▶ _TAREFA 1_: Reproduza fielmente o trecho do texto sobre Sueño y verdad de América que começa em "Foi quando recebeu" e termina em "que lhe cabia.".
▶ _TAREFA 2_: Dê seguimento ao texto sobre Sueño y verdad de América, começando logo após a última frase apresentada.

▶ _DOCUMENTO_:
***

Sueño y verdad de América é uma obra
póstuma. Foi recopilada, selecionada e interpretada
de originais ilegíveis pela viúva do autor, Dora Varona. Morto em 1967, em
plena atividade, Ciro Alegría deixou, além do romance El mundo es ancho y ajeno que faz dele um dos melhores romancistas do
Continente, uma importante obra inédita. Dela foram extraídos os relatos que
formam Sueño y verdad de América,
obra publicada pela Editorial Universo, de Lima, numa edição sem data. São em
número de treze e feitos de histórias que Ciro Alegría reescreve a partir de
textos já existentes como “Gonzalo Guerrero”, baseado na crônica La
conquista de la Nueva España de
Bernal Diaz del Castillo ou que se baseiam em narrativas orais como “Leyenda y
poesía de un ojo de agua”, história que lhe é contada por um velho senhor, na
praça da pequena cidade de Aguadilla, em Puerto Rico.
O
quarto relato do livro tem por título “Rodrigo Niño, guardián de 86 galeotes y
burlador de piratas”. Sua origem é vaga, pois o autor diz que esse personagem é
lembrado pelos cronistas, sobretudo, como guardião de prisioneiros e enganador
de piratas. Ciro Alegría define Rodrigo Niño: um despreocupado e audaz,
mudando de lado nas lutas que então se travavam, nesses primeiros anos da
conquista ibérica no Continente, de acordo com as perspectivas de vitória. Há
meses estava junto ao vencedor La Gasca, o pacificador do Peru, como tenente.
Foi quando recebeu carta de seu pai. De Toledo, na Espanha, lhe dizia que a
morte de um tio fizera dele um herdeiro. Deveria viajar ao Velho Mundo para
tomar posse daquilo que lhe cabia.
Rodrigo Niño dispõem-se a partir e, ao pedir licença a seu superior La Gasca, é
por ele incumbido de levar para a Espanha oitenta e seis presos, considerados personas non gratas no Peru. Seus
argumentos de que não teria condições, sozinho, para cuidar de tantos, foram
rebatidos: em cada porto a presença das autoridades espanholas impediria a
fuga, caso ela fosse tentada.

***

▶ _LINHAS DE DADOS_:
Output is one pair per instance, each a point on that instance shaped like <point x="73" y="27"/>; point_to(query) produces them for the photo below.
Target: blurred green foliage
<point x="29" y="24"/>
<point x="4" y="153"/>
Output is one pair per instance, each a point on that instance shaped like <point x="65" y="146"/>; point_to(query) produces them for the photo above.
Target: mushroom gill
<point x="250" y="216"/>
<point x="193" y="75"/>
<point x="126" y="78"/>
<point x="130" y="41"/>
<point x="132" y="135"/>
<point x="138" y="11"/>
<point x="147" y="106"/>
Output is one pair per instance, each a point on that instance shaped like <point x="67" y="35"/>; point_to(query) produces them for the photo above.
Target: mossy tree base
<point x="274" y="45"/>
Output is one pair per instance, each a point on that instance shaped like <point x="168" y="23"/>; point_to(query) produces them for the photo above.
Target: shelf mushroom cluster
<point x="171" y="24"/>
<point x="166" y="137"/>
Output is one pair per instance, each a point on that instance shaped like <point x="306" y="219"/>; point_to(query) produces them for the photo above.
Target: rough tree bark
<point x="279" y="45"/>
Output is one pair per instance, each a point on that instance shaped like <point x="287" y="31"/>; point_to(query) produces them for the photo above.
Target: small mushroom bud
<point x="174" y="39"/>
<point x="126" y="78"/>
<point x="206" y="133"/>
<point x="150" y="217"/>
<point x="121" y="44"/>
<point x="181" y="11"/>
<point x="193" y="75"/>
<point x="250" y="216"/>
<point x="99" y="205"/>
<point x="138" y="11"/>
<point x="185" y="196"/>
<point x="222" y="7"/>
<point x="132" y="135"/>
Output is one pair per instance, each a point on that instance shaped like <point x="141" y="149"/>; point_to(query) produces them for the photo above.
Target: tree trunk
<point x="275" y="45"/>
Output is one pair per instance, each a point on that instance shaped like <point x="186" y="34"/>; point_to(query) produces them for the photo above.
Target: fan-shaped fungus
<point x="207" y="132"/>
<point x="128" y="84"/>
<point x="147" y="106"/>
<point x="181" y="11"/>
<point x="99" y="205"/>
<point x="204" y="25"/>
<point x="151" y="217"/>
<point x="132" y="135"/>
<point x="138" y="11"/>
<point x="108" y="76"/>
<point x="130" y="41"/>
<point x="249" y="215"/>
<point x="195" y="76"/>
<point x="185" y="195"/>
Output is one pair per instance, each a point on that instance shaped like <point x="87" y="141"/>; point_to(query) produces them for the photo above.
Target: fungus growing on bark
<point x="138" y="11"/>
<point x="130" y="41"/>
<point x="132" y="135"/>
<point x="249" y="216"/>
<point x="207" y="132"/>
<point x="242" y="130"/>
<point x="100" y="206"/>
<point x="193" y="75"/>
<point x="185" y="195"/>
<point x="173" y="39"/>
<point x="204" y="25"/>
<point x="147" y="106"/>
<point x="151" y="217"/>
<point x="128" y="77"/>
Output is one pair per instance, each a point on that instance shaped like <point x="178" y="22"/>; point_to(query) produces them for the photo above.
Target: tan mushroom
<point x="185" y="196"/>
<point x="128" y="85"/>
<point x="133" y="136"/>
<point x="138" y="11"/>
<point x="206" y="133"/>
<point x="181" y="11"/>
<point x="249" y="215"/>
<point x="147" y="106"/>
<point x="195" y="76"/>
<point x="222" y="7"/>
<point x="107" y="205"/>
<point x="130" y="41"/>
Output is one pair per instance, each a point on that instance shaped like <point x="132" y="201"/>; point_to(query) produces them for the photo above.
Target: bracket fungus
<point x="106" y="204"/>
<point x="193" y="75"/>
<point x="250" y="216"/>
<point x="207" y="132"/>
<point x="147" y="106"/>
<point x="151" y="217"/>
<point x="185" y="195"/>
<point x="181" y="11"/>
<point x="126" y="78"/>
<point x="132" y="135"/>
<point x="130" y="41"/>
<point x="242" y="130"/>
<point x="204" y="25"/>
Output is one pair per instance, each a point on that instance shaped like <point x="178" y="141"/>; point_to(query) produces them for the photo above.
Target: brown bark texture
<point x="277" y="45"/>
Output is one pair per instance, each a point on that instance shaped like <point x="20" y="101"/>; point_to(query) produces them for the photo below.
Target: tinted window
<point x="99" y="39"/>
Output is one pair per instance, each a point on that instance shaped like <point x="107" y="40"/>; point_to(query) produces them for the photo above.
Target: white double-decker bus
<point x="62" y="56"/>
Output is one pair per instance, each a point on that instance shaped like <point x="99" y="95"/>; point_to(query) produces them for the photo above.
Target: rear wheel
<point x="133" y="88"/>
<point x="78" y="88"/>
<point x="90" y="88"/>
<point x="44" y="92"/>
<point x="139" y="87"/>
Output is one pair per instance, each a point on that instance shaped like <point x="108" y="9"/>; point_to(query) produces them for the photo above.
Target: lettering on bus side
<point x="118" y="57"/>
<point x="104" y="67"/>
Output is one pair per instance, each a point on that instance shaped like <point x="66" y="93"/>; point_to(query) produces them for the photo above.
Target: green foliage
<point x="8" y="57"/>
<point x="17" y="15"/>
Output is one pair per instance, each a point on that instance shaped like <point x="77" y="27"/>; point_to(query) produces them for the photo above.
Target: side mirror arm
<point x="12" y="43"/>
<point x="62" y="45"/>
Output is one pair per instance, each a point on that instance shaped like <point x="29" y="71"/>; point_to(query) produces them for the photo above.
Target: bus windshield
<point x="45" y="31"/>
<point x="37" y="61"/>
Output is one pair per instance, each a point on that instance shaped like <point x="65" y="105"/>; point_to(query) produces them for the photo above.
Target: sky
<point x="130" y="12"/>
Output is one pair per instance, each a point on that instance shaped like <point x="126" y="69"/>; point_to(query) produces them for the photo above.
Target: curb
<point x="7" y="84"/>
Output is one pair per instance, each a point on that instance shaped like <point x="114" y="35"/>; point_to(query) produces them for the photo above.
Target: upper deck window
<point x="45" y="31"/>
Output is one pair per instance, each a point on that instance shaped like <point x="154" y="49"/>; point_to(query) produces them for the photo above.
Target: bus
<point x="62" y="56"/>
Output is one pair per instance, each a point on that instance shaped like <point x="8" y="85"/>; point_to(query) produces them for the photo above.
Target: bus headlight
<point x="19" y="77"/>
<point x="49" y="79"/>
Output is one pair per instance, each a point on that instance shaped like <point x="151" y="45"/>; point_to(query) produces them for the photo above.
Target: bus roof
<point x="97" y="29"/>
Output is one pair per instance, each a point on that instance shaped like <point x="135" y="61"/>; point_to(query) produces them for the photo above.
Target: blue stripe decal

***

▶ _RESPOSTA ESPERADA 1_:
Foi quando recebeu carta de seu pai. De Toledo, na Espanha, lhe dizia que a
morte de um tio fizera dele um herdeiro. Deveria viajar ao Velho Mundo para
tomar posse daquilo que lhe cabia.

▶ _RESPOSTA ESPERADA 2_:
E,
assim, partiram todos para a Espanha. No Panamá tiveram que atravessar uma
selva densa para alcançar o outro lado
do istmo onde os esperava o barco para continuar a viagem. Ao embarcar, Rodrigo
Niño contou seus prisioneiros e comprovou a falta de vinte e quatro. Com bom humor, concluiu
que estava bem pois poderia ter ficado sem nenhum e a viagem prosseguiu para a
nova escala, Cartagena de Índias, onde a metade dos homens desapareceu. Muitos
outros esfumaram-se em La Habana e depois de tocar as ilhas Terceiras não havia
mais do que dezoito. E com eles chegou Rodrigo Niño a San Lúcar de Barrameda,
porto espanhol. Mas, entre o porto e Sevilla, o destino final, se escaparam
dezessete. E, então, foi com assombro e muita raiva que ele percebeu estar
sendo seguido pelo prisioneiro que lhe restava. Enxotou-o, dizendo preferir um
pícaro a um bobalhão. Que resultou esperto o suficiente para espalhar boatos
falsos que prejudicaram Rodrigo Niño ao expô-lo à desconfiança das autoridades.
Elas nada mais puderam fazer senão dar-lhe um castigo pelos presumíveis mal feitos que lhe eram imputados. Porém,
apelando para o príncipe que, por ausência de Carlos Quinto, governava a
Espanha conseguiu dele a graça de uma liberdade que lhe permitiu voltar a Lima
onde se casou com uma viúva rica e por três vezes foi prefeito da cidade.
Ser
alegre, displicente e bem disposto, sobretudo ser um vira-casaca – o que é
extremamente oportuno no Continente – lhe garantiram honrarias e riquezas. Que
melhor destino poder-se-ia desejar?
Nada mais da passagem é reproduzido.